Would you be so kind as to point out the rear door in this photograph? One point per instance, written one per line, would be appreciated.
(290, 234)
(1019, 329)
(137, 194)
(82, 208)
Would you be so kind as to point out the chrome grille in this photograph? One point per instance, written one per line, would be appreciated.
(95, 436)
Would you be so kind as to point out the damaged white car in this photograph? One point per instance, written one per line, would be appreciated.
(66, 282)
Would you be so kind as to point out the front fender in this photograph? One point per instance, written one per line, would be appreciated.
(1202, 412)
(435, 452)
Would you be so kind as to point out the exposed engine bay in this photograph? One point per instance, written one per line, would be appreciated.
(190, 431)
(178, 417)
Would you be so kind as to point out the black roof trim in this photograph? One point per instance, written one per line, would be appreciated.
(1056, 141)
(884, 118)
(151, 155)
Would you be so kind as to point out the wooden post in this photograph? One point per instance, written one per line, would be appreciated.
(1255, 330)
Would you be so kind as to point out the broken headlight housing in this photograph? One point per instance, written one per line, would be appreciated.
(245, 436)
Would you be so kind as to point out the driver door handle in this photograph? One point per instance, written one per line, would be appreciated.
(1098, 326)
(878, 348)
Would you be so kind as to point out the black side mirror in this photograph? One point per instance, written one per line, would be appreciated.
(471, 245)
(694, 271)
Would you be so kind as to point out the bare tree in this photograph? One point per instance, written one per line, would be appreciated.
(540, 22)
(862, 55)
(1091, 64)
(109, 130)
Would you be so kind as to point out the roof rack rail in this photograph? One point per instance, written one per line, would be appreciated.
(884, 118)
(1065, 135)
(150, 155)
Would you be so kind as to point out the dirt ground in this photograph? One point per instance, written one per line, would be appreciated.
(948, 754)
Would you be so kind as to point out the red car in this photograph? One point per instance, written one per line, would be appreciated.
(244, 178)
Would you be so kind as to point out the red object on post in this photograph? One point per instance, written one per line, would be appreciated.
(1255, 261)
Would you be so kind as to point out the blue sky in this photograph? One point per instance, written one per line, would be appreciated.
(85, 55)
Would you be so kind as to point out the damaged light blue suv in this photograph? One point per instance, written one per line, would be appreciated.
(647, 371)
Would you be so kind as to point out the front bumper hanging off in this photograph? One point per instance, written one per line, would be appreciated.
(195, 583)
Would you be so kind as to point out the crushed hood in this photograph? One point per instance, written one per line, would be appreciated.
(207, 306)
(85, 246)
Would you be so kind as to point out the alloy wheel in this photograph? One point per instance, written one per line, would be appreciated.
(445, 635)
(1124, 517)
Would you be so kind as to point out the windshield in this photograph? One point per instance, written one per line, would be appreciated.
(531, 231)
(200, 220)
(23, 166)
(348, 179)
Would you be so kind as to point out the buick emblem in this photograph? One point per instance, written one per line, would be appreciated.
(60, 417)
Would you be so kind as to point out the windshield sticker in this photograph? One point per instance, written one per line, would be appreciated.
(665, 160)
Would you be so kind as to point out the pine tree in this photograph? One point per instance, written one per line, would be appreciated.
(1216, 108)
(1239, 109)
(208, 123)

....

Transcribe each line of the material without any alteration.

Would you be so kind as to point out the rear door in this photograph? One point per instance, written one per line, would be appreciated.
(290, 234)
(1019, 329)
(137, 194)
(82, 208)
Would you be so kind as to point out the chrome grille in this photograph? One point per instance, written one per line, would be appreciated.
(95, 436)
Would you be so kind as to point out the damaged white car in this photograph? One point per instance, written one per line, would be appreciated.
(66, 282)
Would you be so kind as to point out the front fender in this photograph? One point per instance, written one per line, would be appreciated.
(1202, 412)
(435, 452)
Would you be so kind as to point out the exposed engine bay in this photograph? One point per instance, written one per line, would be appreciated.
(190, 431)
(178, 417)
Would you be so kind as to point out the black roof trim in this photograph? One point per instance, written one per line, would be appreciated.
(1056, 141)
(884, 118)
(151, 155)
Would you be so kind as to point out the wooden post in this photograph? One point per instance, written one per line, would be appreciated.
(1255, 330)
Would you be so kind as to point out the broken headlight housing in this photograph? One point per instance, written one per line, would be appreciated.
(245, 436)
Would you be so kind as to point out the driver door handle in this photograph? One point per instance, written one per line, would be appreciated.
(1098, 326)
(878, 348)
Would you be so kind as to point out the black side mirror in this photograph? One point per instance, written one per line, would be appreciated.
(471, 245)
(694, 271)
Would you be so kind as to point out the bare tree in this photograph? One point per instance, written one per line, would be appreciated.
(540, 22)
(862, 55)
(1091, 64)
(109, 130)
Would you be so kind as to point out the roof rack rail in this photograph? One point per instance, written one per line, would be appreciated.
(884, 118)
(1065, 135)
(150, 155)
Would you be so kind as to point out the dirt ground in this photograph? One point per instance, written one per line, would be appreciated.
(948, 754)
Would you be so kind as to point out the red car in this photograph? One point per instance, written one per line, would be appreciated.
(244, 178)
Would you be so kind as to point out the red object on post in this photograph? One point per instance, written one per line, would be appreciated.
(1255, 261)
Would you be so kind as to point out the blue sky in this photograph? One point per instance, written one per line, would be appreciated.
(85, 55)
Would you be so kind as to point out the damaged light blue suv in this photograph? One point per instance, written one per line, would be appreciated.
(647, 371)
Would you be so kind as to point out the front bumper hanging off in this photograph? One point per instance, written one per line, would be appreciated.
(195, 583)
Would you be so kind as to point out the crushed hood in this photograph? One point per instance, written one per line, would be appreciated.
(207, 306)
(85, 246)
Would you be so kind as to point out the alloy wheel in this photograph? One point per instance, written one per line, would be appreciated.
(445, 635)
(1124, 517)
Would you be so kind as to point out the windshield in this photograph? One point per instance, written one per line, would be appreciated.
(531, 231)
(200, 220)
(23, 166)
(348, 179)
Would you be so kind as to point out the buick emblem in this photograph? One point per instance, written one per line, would be appreciated.
(60, 417)
Would you be so kind as to point out the windshield sticker in this photograph? One point per instance, written one per line, would be appreciated.
(665, 160)
Would you be so kind as to point out the pine tree in this photograph? One point per instance, written one per line, would be appreciated.
(1216, 108)
(1239, 109)
(208, 123)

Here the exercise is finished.